ACTIVITY: An unchanged copy of every record below, without pictures, is the goal.

-- -- --

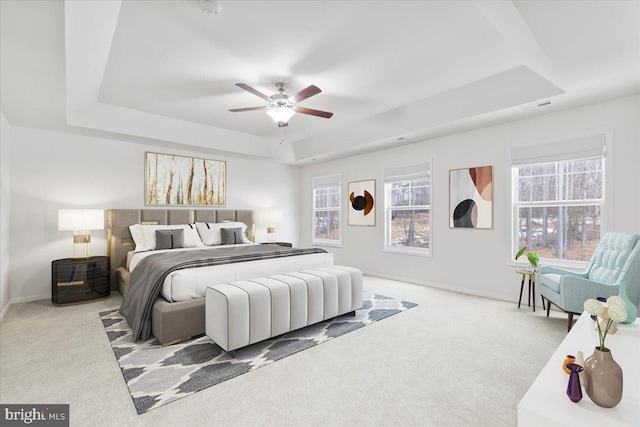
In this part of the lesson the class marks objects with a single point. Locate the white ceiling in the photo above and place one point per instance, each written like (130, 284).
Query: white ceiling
(164, 73)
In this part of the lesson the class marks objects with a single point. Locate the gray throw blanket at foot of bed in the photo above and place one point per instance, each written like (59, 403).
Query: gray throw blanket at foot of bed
(147, 278)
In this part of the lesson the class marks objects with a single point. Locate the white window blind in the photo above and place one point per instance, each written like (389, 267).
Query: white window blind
(326, 181)
(406, 173)
(571, 149)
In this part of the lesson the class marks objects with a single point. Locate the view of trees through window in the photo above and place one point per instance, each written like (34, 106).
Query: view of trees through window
(408, 219)
(326, 207)
(559, 207)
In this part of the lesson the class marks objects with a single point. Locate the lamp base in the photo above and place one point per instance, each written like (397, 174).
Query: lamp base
(271, 234)
(81, 245)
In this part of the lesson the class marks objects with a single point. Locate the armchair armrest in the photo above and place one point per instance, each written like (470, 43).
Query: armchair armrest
(576, 290)
(554, 270)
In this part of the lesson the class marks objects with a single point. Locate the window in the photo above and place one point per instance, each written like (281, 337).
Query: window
(558, 198)
(327, 210)
(407, 195)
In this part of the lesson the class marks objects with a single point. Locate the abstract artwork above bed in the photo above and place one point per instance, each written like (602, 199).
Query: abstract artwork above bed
(184, 181)
(157, 375)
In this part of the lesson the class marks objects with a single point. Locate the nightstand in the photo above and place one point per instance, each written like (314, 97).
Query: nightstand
(287, 244)
(77, 280)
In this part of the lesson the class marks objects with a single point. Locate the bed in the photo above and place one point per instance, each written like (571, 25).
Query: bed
(178, 313)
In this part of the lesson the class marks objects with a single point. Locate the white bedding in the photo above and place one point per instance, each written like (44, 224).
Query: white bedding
(183, 285)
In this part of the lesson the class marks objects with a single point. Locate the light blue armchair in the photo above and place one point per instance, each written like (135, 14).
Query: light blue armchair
(616, 258)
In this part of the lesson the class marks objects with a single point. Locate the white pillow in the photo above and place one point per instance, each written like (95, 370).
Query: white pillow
(209, 233)
(191, 237)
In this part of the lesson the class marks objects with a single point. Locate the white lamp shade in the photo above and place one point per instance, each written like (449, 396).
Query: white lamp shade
(80, 219)
(269, 217)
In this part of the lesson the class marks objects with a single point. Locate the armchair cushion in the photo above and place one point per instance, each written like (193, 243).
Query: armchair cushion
(552, 281)
(610, 256)
(616, 258)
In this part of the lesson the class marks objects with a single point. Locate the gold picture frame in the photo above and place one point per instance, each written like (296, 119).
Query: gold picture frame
(173, 180)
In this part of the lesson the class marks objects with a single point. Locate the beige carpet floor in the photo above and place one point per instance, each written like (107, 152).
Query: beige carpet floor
(455, 360)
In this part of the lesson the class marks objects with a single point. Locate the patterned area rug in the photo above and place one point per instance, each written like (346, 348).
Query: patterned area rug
(156, 375)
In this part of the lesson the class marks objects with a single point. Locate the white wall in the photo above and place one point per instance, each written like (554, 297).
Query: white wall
(468, 260)
(51, 170)
(5, 203)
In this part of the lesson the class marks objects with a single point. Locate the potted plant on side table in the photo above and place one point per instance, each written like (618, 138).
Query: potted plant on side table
(533, 258)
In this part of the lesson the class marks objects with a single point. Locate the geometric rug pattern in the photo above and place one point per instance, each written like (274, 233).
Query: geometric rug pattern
(157, 375)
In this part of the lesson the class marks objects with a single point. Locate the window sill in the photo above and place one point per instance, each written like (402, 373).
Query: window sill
(326, 243)
(407, 251)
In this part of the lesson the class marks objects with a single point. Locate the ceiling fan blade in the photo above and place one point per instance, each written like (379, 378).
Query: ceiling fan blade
(239, 110)
(305, 93)
(318, 113)
(253, 91)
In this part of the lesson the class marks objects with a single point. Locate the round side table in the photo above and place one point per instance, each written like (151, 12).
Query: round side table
(532, 287)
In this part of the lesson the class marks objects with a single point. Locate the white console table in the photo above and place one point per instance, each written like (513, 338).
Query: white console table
(546, 402)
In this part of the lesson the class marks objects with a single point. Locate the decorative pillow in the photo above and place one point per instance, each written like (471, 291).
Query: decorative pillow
(191, 237)
(242, 226)
(231, 236)
(170, 239)
(209, 233)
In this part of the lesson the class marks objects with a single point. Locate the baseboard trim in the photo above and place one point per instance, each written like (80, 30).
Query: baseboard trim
(29, 299)
(5, 310)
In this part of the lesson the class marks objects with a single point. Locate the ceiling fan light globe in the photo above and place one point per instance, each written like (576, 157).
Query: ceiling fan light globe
(210, 6)
(280, 114)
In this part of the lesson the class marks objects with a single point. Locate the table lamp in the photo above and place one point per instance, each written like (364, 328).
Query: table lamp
(80, 221)
(270, 219)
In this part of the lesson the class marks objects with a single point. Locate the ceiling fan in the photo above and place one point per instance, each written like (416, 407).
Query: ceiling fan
(282, 107)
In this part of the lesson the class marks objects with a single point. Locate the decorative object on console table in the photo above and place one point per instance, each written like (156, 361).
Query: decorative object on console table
(76, 280)
(362, 209)
(533, 258)
(80, 221)
(574, 389)
(568, 360)
(603, 376)
(631, 308)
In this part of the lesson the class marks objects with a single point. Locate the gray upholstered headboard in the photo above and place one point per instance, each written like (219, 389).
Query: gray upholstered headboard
(118, 222)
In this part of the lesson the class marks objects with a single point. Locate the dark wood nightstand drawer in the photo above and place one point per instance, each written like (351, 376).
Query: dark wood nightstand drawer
(75, 280)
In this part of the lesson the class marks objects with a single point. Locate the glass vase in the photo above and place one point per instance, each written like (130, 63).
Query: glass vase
(603, 378)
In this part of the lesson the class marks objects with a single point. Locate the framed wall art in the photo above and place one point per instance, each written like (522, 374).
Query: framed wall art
(188, 181)
(362, 202)
(471, 197)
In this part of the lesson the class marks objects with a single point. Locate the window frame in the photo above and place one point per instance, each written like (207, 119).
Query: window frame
(605, 203)
(338, 183)
(390, 177)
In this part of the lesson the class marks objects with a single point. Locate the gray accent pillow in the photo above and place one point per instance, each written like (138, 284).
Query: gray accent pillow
(231, 236)
(170, 239)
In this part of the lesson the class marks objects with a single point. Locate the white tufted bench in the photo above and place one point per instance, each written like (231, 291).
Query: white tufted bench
(241, 313)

-- -- --

PROBLEM SOLUTION:
In this part of the lesson the class marks objects with a single point. Locate the white ceiling in the photo above and place one point per instance, each written like (130, 284).
Query: white ceiling
(164, 73)
In this part of the lesson the class marks objects with a single point. Locate the gray throw blanket at foot of bed in the photo above and place one point per instance, each written like (59, 403).
Query: gray throw blanket at foot of bed
(147, 278)
In this part of the lesson the class marks objects with a single point. Locate the white window blind in the photo above and place one point per instance, each written like (389, 267).
Query: white window blind
(326, 181)
(406, 173)
(571, 149)
In this part of the lesson the class marks objects with a single point. Locate the view of trees through window in the photo above and place one point per instance, each written like (34, 106).
Query: view of trees through window
(408, 219)
(326, 207)
(559, 207)
In this part of the lesson the class marks objects with a single point. Locate the lamp base in the photo above and place one point per instance, each written like (397, 174).
Query: lamp base
(271, 234)
(81, 245)
In this part of the lesson the class marks objects with a single point. Locate the armchair armrest in the photo above and place one point per instance, each written like (470, 43).
Query: armchair armrest
(576, 290)
(554, 270)
In this part of the lesson the class marks objects with a single point. Locate the window in the photo above and place one point per instance, each written like (281, 337).
Query: window
(558, 198)
(327, 210)
(407, 195)
In this part of the lesson the class marks objects with a single point. Locate the abstract artwork above bed in the photo above and place one point per instance, each written like (602, 199).
Query: abstract artwork above bed
(184, 181)
(157, 375)
In this part of the lesson the class marks objects with a single point. Locate the nightstand in the photo above and place one point per instance, each written like (314, 97).
Query: nightstand
(287, 244)
(77, 280)
In this part of the lesson the class marks objects with a single point. Locate the bed in the photo above and place one point per instance, each written like (571, 25).
Query: bed
(178, 313)
In this part of the lesson the class marks objects with a single point. Locate the white bedding in the photo above and place one point per instance, each written like (44, 224).
Query: white bedding
(183, 285)
In this part of the lesson the class marks objects with a single point. Locate the light blue armchair in the photo above and place one point per instance, each written like (135, 14).
Query: light blue armchair
(616, 258)
In this part of the lesson the class marks objects with a single point. Locate the white pillow in the photo above and place one point per instance, each written like (95, 370).
Query: white pillow
(209, 233)
(191, 237)
In this part of the lesson the class marks objects with a single point. Locate the white lamp shade in the photo above and place one point per instance, each written like (449, 396).
Query: white lamp shade
(80, 219)
(269, 217)
In this part of the lesson the class marks objects with a single point. Locate the armchair cushion in the photo above and place one point per instance, each written like (193, 243).
Query: armchair cushion
(552, 281)
(610, 256)
(616, 258)
In this part of the lesson the class marks objects with a single point. Locate the gold picture frame in the photo above and place one point per instance, each written like (296, 119).
Query: gold picture frame
(173, 180)
In this part of the lesson the class marks objects with a single point. Locate the beige carpet floor in the photo above and place one point per instance, each written like (107, 152).
Query: beige carpet floor
(455, 360)
In this part of the lesson the class marks objects with a single point. Locate the patterned area rug in the photo above and place one point per instance, each written like (346, 348).
Query: patterned area rug
(156, 375)
In this part of the lesson the class marks objects with a single point. Locate the white wall in the photo above and place one point per instance, each written like (554, 297).
Query: white wall
(468, 260)
(51, 170)
(5, 203)
In this part of the lesson the class marks objects with a single point. Locate the potted plant on side table in the photo above and place one point per instance, each written like (618, 138).
Query: potted plant on side table
(533, 258)
In this part of the lesson the class marks objects with a single point. Locate the geometric rug pattern in the photo above and place one point per instance, each written like (274, 233).
Query: geometric rug pattern
(157, 375)
In this part of the lesson the class marks objects with a single point. Locate the window sill in the photo above and place one point per instance, each written like (402, 373).
Query: window sill
(326, 243)
(407, 251)
In this part of the lesson the class marks objects with a single point. Locate the ceiling fan blade in the photo above and place one point per instance, each written like (379, 378).
Query: ceiling fan blade
(239, 110)
(305, 93)
(318, 113)
(253, 91)
In this part of the lesson the class marks objects with a single point. Locate the round side table in the photo above and place one point per instance, each written like (151, 12).
Query: round side table
(532, 287)
In this part of the lesson the class marks objects with a single point. Locate the white console table in the photo above and place one point per instance, each written like (513, 338).
Query: white console table
(546, 402)
In this part of the lesson the class marks objects with a single point. Locate the decorative pillow in the photo above and place one point per instance, each written like (471, 291).
Query: decorative pillow
(191, 237)
(242, 226)
(231, 236)
(170, 239)
(209, 233)
In this part of the lesson the class marks objects with a single point. Locate the baseboard trim in the photo above and place one point per instance, each written like (80, 30).
Query: baseboard trim
(29, 299)
(5, 310)
In this part of the lesson the class marks objects with a single point. Locate the ceiling fan light globe in the photo above and place one point per instance, each written like (576, 157).
Query: ceiling fan light globe
(210, 6)
(280, 114)
In this part of the lesson the class marks objects with a single point. Locate the table lamp in the photo above and place one point per instance, each written like (364, 328).
Query: table lamp
(80, 221)
(270, 219)
In this part of the lesson the class marks objects with a single point. Locate the ceiling fan in the photo above and place one point per instance, each written like (416, 407).
Query: ceiling fan
(282, 107)
In this part of the lesson the class marks objects with a single point. Locate the decorative object on console table in the photo above and place one point per instance, each written like (156, 361).
Query: decorative object on console table
(76, 280)
(362, 209)
(533, 258)
(80, 221)
(574, 389)
(568, 360)
(603, 376)
(631, 308)
In this part of the lesson the class marks objects with a single point. Locate the gray upholstered headboard in the photo above and place one point per instance, each written like (219, 389).
Query: gray upholstered headboard
(118, 222)
In this part of the lesson the class marks objects with a single point. Locate the dark wood nightstand drawer in the photo above and place one point per instance, each written like (351, 376).
Query: dark wood nightstand drawer
(75, 280)
In this part of the lesson the class marks objects with a single point. Locate the glass vase in the photo above and place one point per instance, each written like (130, 63).
Query: glass vase
(603, 378)
In this part of the lesson the class marks objects with a single point. Locate the framed wall art in the photo above and place one point per instance, each written like (522, 374).
Query: framed wall art
(188, 181)
(362, 202)
(471, 197)
In this part of the lesson the class marks objects with a single point. Locate the window frame in the photo above and place one point per instance, each written like (207, 119).
Query: window frame
(605, 203)
(338, 183)
(390, 177)
In this part of the lesson the class marks objects with a single point. Locate the gray accent pillow in the photo above and place one point per instance, each written like (138, 284).
Query: gray accent pillow
(231, 236)
(170, 239)
In this part of the lesson the class marks objects with a single point. Locate the white tufted bench in the photo above and place one point per instance, each written like (231, 291).
Query: white tufted bench
(241, 313)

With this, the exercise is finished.